WHAT IS BEING ASKED: Print every record below exactly as it stands, but leave out the pictures.

#####

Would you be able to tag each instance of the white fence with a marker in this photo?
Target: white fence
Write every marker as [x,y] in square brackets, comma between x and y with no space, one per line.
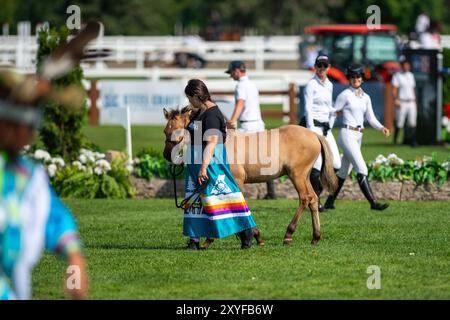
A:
[21,52]
[139,50]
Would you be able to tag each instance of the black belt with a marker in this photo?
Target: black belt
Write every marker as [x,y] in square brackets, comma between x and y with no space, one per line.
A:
[324,125]
[249,120]
[358,128]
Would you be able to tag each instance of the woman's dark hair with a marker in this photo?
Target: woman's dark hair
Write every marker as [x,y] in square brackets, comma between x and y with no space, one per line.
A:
[197,88]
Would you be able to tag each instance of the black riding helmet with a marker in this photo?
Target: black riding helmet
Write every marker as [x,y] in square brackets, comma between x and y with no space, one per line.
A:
[355,69]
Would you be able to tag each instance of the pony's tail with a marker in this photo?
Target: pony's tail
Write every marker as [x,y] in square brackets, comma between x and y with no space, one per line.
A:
[327,175]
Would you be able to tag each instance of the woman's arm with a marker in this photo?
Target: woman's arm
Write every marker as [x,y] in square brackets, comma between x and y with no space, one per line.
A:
[208,153]
[309,94]
[373,121]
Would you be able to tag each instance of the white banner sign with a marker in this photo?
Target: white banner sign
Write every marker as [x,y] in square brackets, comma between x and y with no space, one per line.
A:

#####

COMPLETED EXERCISE:
Would you be able to tag each instance of the white fence with a marker in this photo?
Target: white fence
Write every marker as [x,y] in square brackets, comma between x and y with no space, one per line.
A:
[21,52]
[139,50]
Would you be able to tag each instance of the black belt with a marker in this photo?
Target: black belt
Write every marker as [x,y] in square brackets, comma between x and y with no space, one per line.
A:
[324,125]
[249,120]
[358,128]
Would you be able to tag each instance of the woman's dark hair with a marker in this photo?
Target: woman's dark hair
Write every marker as [x,y] in square brackets, comma between x and y with no space, one per line.
A:
[197,88]
Would you be able to tag each instance of the black riding helmet with a marker in this photo?
Target: black riding helmet
Write every marker as [x,y] in square brackets, comma between x and y with no space, one per line.
A:
[355,69]
Would you be able to tag each instance of the pony's tail with a marker in this photo?
Target: pony's tail
Write every marker as [x,y] in square brackets, comma between x and y with no space, one per line.
A:
[327,175]
Would you be able to tag each instance of the woman's arm with a marker in this photo?
Target: woman's arm
Write every marker as [x,y] in square brackets, comma between x and y with no space, one per line.
A:
[208,153]
[309,94]
[373,121]
Would you be able to tag each instance of the white banner sign with a marker in this photo?
Target: white banner sign
Write every marker as [x,y] in square brackets, comma between x and y with no space, one per line.
A:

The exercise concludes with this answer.